--- Region pointing data ---
==*==
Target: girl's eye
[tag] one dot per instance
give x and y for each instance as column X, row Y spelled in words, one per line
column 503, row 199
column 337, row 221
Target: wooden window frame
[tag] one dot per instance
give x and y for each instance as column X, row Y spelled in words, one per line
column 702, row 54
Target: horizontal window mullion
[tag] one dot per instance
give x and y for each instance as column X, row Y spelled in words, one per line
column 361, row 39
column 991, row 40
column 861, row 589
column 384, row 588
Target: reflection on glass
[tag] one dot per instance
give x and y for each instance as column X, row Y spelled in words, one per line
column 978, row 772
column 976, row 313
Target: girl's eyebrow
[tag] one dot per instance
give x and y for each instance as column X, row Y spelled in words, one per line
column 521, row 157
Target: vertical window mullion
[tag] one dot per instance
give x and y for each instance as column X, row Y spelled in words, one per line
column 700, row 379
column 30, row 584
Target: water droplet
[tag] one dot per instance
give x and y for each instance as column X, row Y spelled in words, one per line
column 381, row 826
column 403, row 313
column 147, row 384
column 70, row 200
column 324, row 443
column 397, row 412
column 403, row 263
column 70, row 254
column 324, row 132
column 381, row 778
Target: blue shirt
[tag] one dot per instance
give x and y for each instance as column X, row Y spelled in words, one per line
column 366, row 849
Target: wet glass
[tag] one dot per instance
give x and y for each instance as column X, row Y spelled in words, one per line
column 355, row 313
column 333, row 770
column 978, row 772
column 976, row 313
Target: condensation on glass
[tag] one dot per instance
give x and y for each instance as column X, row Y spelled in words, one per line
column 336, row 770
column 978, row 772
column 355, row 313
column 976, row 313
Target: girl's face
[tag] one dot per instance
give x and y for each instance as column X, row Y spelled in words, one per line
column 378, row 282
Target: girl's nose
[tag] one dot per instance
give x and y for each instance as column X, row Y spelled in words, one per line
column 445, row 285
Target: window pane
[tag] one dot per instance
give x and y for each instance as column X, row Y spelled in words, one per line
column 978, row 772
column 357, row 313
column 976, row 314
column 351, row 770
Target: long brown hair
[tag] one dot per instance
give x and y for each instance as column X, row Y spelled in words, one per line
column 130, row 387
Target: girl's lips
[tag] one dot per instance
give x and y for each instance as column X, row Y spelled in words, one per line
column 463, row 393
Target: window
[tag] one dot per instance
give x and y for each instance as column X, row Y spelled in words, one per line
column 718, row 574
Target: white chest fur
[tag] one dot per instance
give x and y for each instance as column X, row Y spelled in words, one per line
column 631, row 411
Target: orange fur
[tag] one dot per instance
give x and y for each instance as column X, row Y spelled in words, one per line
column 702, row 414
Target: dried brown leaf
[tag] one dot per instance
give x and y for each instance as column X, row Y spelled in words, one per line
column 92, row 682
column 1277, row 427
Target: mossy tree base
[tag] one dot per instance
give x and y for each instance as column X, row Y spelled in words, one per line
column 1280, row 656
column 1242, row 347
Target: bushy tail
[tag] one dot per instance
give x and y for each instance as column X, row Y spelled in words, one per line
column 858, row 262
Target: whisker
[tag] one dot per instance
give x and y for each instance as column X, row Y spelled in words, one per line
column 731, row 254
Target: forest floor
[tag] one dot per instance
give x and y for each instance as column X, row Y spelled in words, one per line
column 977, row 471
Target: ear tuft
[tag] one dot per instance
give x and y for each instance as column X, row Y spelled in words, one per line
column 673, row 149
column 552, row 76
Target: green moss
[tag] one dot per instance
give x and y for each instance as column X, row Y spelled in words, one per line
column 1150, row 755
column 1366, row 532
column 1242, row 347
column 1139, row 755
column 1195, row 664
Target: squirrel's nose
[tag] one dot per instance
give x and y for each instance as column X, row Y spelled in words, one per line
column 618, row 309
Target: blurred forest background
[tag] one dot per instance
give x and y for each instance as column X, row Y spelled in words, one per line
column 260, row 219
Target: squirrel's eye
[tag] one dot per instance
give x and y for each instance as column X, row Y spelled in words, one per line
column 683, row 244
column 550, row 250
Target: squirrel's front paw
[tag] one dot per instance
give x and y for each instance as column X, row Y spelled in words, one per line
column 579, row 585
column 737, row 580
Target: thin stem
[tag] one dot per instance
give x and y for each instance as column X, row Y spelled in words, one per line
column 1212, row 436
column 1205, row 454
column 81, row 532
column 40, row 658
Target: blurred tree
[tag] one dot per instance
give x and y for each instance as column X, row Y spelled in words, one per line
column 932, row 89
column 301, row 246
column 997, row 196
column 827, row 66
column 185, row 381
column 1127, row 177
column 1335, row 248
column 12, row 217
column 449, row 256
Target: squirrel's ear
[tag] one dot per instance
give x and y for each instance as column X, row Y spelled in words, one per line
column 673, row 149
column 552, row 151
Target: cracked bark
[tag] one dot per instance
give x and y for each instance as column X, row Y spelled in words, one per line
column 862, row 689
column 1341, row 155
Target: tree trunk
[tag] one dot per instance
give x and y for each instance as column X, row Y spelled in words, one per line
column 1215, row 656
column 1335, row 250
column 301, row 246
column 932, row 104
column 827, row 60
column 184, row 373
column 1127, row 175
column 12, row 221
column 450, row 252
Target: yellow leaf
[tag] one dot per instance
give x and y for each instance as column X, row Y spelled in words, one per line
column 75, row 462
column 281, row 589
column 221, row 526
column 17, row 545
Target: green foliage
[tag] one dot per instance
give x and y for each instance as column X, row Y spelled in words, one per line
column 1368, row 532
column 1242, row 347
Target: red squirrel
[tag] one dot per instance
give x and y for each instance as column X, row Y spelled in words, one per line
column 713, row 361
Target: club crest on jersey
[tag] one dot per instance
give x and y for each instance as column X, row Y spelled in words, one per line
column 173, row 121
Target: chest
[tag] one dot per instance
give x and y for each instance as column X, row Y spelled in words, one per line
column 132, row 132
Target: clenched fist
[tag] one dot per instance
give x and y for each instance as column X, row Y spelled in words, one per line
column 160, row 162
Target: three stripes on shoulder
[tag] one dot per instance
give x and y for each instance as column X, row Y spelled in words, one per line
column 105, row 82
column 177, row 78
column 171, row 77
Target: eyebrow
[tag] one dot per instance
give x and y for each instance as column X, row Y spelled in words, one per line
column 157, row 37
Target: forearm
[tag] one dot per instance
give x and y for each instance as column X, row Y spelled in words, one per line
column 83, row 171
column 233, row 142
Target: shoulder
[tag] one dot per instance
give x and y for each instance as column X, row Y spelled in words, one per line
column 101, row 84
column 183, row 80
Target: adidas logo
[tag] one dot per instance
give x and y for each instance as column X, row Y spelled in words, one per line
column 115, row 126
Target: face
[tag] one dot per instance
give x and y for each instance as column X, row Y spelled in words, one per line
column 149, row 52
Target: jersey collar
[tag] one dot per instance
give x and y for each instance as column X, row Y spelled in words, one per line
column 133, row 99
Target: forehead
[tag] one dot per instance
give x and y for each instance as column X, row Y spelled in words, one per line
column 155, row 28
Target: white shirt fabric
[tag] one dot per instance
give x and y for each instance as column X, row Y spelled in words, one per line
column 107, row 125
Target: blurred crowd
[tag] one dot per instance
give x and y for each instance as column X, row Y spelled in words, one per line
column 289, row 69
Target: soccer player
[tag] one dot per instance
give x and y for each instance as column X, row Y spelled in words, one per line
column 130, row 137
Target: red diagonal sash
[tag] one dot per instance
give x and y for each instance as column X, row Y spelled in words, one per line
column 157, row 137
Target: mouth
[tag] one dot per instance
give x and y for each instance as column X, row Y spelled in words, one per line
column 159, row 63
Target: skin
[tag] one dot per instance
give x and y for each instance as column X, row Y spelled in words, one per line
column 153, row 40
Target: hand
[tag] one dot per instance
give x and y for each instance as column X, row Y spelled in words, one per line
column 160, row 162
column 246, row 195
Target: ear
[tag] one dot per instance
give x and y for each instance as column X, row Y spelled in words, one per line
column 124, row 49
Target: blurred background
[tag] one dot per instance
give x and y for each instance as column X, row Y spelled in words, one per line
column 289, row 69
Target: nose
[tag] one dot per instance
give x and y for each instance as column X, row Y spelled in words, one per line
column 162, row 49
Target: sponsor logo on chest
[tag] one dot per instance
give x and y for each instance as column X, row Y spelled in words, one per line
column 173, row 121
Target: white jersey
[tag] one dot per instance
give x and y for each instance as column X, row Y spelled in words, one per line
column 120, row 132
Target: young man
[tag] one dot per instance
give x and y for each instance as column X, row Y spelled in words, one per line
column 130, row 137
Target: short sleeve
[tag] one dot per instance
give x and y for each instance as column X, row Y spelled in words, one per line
==*==
--- Exercise brief ---
What lines in the entries above include the string "shoulder"? Return each one.

--- Output for this task ---
Target: three stripes on shoulder
Target: shoulder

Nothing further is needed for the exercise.